====== RECORDS SUPPLIED

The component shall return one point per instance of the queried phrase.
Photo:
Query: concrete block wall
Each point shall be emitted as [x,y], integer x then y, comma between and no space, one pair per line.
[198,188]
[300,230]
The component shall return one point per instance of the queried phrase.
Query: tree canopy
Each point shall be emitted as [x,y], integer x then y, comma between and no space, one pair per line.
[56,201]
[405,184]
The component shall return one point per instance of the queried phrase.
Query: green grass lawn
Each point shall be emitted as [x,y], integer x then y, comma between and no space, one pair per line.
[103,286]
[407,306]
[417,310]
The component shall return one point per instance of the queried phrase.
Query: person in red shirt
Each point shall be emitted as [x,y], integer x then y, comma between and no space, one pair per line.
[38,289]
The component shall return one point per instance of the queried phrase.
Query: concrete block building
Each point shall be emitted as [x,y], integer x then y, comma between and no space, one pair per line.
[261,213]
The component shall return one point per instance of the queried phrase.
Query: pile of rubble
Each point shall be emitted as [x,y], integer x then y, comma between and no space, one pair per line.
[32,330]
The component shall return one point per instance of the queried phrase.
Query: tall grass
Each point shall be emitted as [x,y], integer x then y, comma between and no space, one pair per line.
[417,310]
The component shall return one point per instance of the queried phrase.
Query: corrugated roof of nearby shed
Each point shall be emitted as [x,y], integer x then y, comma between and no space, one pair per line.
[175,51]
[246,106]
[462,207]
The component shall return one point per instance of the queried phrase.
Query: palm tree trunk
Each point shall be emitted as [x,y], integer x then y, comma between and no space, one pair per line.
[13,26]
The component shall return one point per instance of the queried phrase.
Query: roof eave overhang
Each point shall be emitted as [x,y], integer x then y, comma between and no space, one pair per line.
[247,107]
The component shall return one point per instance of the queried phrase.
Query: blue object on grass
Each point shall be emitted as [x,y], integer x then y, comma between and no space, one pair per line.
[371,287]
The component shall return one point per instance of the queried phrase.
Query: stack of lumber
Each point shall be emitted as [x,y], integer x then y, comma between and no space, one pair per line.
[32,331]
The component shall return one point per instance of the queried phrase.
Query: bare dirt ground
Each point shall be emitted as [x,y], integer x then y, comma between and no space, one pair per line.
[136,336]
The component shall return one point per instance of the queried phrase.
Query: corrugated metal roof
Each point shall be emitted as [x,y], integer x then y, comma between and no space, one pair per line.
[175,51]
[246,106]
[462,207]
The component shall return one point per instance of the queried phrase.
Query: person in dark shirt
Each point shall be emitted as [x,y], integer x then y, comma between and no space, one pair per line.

============

### INSTRUCTIONS TO FOLLOW
Take the entries above and transcribe them in full.

### RESULT BELOW
The component shall return one point per instance of the queried phrase.
Photo:
Query: concrete block wall
Each point shall be emitted as [x,y], integer x then y, comma between and no space, one pair per line.
[198,188]
[300,230]
The component shall return one point per instance of the queried phrase.
Query: tree canopy
Each point shall be emitted as [x,y], integer x then y, comma between and no space, one pair per line.
[56,201]
[405,184]
The component shall return one point per instance of the queried phrase.
Query: green grass lawn
Each point shall be emitted as [x,y], integer x then y, comma between and no space, one pair per line.
[103,286]
[407,306]
[417,310]
The component shall return one point per instance of the queried phrase.
Query: person in red shirt
Each point shall be emitted as [x,y], integer x then y, comma between and no space, one pair per line.
[38,289]
The component shall return one point per instance of the queried phrase.
Query: concrete block building
Each point shall be emitted as [x,y], integer x then y, comma between and no space, one pair per line.
[261,213]
The component shall return one point per instance of the queried phrase.
Query: pile of rubble
Each point shall be emitted as [x,y], integer x then y, comma between and no space, one pair per line.
[32,330]
The component shall return one point per instance of the queried phrase.
Query: tall grass
Each point shall be emitted as [x,y], integer x then y, comma between and no space, one pair per line.
[417,310]
The component shall return one point per instance of the queried phrase.
Query: corrugated roof of nearby shed
Each point shall be emitted as [x,y], integer x then y, comma between and no space, one pair per line.
[175,51]
[246,106]
[462,207]
The component shall return one point per instance of the queried phrase.
Query: palm tree trunk
Each point shall be emitted as [x,y], integer x then y, comma between and no space, one pair per line.
[13,26]
The component shall return one point per instance of the queried phrase.
Query: roof eave overhang
Each point shall be emitted as [x,y], integer x then y, comma between and no space, one pair per line.
[247,107]
The component shall return one point per instance of the queried phrase.
Query: blue object on grass
Each point shall be emitted as [x,y], integer x then y, comma between and no space, one pair per line.
[371,287]
The component shall return one point per instance of the queried phrase.
Query: stack of lumber
Each point shall be emitted as [x,y], integer x then y, comma between and no space, one pair per line.
[32,331]
The component shall return one point per instance of the queried phrase.
Query: bare dirt ground
Each point shall be emitted as [x,y], integer x then y, comma between and no space, one pair per line.
[136,336]
The component shall return one point per instance of the queried phrase.
Query: corrugated metal roof
Each point shall be emitted as [x,y], integer x then y, comma between and no space, one pair per line.
[175,51]
[246,106]
[462,207]
The component shall return one point per instance of the queried phrase.
Query: person in dark shirt
Each point shall be emitted as [x,y], integer x then y, comma between and no space, one pair per line.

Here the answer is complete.